▶ **EXERCISE GOAL**
Convert every line of the records below into a JSON list of strings, with one string per line and no entries for blank lines.

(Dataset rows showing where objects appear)

• • • • •

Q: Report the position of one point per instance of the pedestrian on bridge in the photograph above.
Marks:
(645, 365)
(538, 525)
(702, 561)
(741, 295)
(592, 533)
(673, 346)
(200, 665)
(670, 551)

• • • • •

▶ **ANSWER TO THE TASK**
[
  "Q: Report the position of one point per instance of the pedestrian on bridge in the photograph above.",
  "Marks:",
  "(645, 365)",
  "(538, 525)",
  "(702, 561)",
  "(741, 295)",
  "(592, 533)",
  "(673, 346)",
  "(200, 665)",
  "(670, 551)"
]